▸ Quoted passage
I think that most people wouldn't argue that there are some people out there who just plain have it coming and if they were kiled by a falling piano tomorrow then the world would be a better place for it - whether or not we should go out and kill them, however, is another matter.
Last Sunday I found myself in the happy position of rowing a remarkably attractive young lady across a lake (this hasn't got much to do with my point, I just wanted to boast) and this topic of conversation came up. "Ah", she said. "What about euthanasia?"
Good point, thinks I, and the more I think about it, the better it gets, especially as the people who oppose the death penalty tend often (in my experience) to be pro-euthanasia, and vice versa.
By way of comparison: The death penalty is a system whereby highly trained (legal and medical)professionals are given the option of ending the lives of people who by any reasonable moral standard have really got it coming. Euthanasia is a system whereby highly trained (legal and medical) professionals are given the option of ending the lives of people who have, at worst, just been unlucky. The question is: is it legitimate for the state to allow the legal killing of people who've just been dealt a bum hand, but not to allow the legal killing of people who can reasonably be said to have it coming?
*Because they'd sell it to telemarketers to try and pull the Labour party out of the £14m black hole it finds itself in. Either that or John Prescott would make dirty phone calls to my sister.
no subject
Date: 2006-08-09 08:54 am (UTC)no subject
Date: 2006-08-09 08:59 am (UTC)But, as I just said in a reply to your original post on this, making the state a murderer legitimises killing as a means of restitution. So, no, I ain't keen.
And as someone of little faith who doesn't necessarily believe in an afterlife, the death penalty surely therefore serves little or no deterrent purpose.

▸ Problem
Retype the part of the post on the death penalty and euthanasia that opens with the words containing "I think that" and closes with "is another matter.".

Referring expression data:
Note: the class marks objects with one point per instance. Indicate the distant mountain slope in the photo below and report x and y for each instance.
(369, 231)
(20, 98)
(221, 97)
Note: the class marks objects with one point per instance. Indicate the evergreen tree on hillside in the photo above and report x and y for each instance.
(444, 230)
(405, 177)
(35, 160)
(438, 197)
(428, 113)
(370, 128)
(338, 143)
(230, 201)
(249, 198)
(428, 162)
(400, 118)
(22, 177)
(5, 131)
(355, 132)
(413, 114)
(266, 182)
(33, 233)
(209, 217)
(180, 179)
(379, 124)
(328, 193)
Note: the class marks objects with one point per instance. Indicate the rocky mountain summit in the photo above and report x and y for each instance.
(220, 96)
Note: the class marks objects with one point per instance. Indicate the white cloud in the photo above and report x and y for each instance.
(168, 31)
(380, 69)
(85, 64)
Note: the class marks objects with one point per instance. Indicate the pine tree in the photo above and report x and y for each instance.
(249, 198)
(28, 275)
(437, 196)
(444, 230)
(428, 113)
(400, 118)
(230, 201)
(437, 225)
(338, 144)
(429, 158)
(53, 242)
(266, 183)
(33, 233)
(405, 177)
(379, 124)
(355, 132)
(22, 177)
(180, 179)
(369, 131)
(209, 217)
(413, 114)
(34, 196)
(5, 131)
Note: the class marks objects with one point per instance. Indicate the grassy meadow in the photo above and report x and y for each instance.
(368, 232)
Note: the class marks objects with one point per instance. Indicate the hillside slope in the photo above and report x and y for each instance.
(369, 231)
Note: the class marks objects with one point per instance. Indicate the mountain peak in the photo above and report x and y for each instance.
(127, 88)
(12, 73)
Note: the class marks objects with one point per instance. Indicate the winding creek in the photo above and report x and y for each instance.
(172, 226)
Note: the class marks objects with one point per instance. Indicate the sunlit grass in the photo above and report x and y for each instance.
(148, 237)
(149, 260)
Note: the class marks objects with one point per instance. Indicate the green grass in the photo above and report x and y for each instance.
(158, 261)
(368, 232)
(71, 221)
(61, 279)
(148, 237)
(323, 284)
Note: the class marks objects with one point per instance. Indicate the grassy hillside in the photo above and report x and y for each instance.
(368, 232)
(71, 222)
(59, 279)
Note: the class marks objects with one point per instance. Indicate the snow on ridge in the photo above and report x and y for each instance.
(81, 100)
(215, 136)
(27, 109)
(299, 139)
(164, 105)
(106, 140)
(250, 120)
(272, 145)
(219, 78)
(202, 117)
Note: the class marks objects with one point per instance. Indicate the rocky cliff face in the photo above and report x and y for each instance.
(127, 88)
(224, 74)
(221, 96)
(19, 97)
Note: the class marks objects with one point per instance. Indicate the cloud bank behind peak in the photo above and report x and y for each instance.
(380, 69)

▸ Answer space
I think that most people wouldn't argue that there are some people out there who just plain have it coming and if they were kiled by a falling piano tomorrow then the world would be a better place for it - whether or not we should go out and kill them, however, is another matter.